### Input records:
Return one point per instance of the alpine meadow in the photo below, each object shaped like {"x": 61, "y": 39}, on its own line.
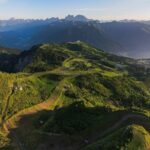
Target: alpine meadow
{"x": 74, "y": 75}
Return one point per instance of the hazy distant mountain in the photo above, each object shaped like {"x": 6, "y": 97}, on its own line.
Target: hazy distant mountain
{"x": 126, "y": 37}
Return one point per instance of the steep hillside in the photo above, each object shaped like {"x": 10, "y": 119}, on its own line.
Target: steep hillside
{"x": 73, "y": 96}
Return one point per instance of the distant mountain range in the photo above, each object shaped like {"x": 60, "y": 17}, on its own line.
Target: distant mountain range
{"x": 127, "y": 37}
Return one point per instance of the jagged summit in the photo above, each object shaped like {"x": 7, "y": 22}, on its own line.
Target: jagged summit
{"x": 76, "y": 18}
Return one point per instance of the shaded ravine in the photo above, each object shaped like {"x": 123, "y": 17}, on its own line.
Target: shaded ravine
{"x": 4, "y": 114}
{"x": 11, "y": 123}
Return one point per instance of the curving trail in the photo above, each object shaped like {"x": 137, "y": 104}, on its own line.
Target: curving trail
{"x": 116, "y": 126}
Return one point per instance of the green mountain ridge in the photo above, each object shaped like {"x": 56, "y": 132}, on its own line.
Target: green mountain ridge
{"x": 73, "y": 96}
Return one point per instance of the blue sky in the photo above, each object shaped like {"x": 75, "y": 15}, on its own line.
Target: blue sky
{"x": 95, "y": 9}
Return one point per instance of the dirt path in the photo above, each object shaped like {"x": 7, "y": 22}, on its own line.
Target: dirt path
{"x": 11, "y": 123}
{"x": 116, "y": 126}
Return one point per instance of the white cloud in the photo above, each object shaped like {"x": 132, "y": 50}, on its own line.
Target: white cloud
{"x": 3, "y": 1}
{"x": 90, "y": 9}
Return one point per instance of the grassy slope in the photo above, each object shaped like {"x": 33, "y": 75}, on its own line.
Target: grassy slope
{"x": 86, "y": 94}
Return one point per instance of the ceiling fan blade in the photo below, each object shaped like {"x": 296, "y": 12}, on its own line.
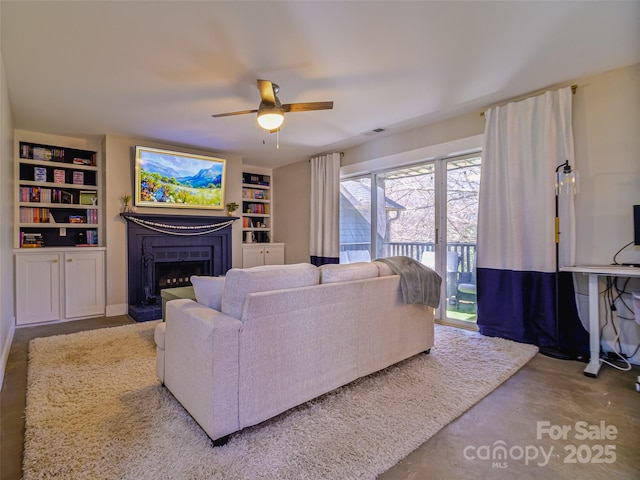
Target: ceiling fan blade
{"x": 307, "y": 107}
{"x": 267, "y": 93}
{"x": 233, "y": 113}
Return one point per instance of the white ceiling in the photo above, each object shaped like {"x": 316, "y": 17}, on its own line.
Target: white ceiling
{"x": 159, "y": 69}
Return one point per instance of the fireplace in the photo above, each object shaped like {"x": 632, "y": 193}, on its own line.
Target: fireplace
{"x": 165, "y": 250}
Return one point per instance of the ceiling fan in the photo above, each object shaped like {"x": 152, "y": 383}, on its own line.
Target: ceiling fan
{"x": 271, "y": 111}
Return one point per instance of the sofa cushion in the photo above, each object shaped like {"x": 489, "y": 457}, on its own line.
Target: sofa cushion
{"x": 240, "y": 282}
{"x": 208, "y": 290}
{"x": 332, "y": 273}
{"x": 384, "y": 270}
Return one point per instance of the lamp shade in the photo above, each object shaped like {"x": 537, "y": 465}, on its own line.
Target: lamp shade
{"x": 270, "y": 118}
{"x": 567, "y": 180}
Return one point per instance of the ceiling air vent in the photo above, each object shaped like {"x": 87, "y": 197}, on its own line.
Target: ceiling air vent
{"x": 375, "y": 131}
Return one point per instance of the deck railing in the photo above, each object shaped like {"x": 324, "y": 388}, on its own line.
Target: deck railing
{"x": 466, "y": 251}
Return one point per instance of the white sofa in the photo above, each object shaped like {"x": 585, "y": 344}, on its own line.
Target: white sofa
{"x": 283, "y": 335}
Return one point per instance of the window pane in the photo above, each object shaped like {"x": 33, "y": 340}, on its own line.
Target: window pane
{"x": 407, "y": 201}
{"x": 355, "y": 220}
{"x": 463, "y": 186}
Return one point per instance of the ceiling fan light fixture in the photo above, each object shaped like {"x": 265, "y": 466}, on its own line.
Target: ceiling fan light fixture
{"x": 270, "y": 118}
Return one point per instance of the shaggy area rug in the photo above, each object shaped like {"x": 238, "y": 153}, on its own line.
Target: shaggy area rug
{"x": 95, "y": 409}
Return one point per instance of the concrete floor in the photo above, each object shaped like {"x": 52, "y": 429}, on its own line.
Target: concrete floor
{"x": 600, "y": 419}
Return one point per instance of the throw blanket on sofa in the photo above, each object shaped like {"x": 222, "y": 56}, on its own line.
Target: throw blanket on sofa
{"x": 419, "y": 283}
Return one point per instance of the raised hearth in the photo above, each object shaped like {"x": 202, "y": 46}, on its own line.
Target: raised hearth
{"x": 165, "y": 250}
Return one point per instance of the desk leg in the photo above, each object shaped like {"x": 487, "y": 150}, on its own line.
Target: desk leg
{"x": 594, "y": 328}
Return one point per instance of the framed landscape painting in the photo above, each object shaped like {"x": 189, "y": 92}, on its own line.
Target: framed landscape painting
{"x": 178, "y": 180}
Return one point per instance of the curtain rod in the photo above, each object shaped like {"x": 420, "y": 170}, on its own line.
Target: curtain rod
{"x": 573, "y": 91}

### What you need to do:
What lines above contain "below"? Copy them out.

### Your solution:
Return one point per instance of the alpine meadow in the photo below, each object shaped like {"x": 61, "y": 39}, on its own line.
Return one point per instance of the ceiling fan blade in the photo below, each object shaped like {"x": 296, "y": 12}, on its own line.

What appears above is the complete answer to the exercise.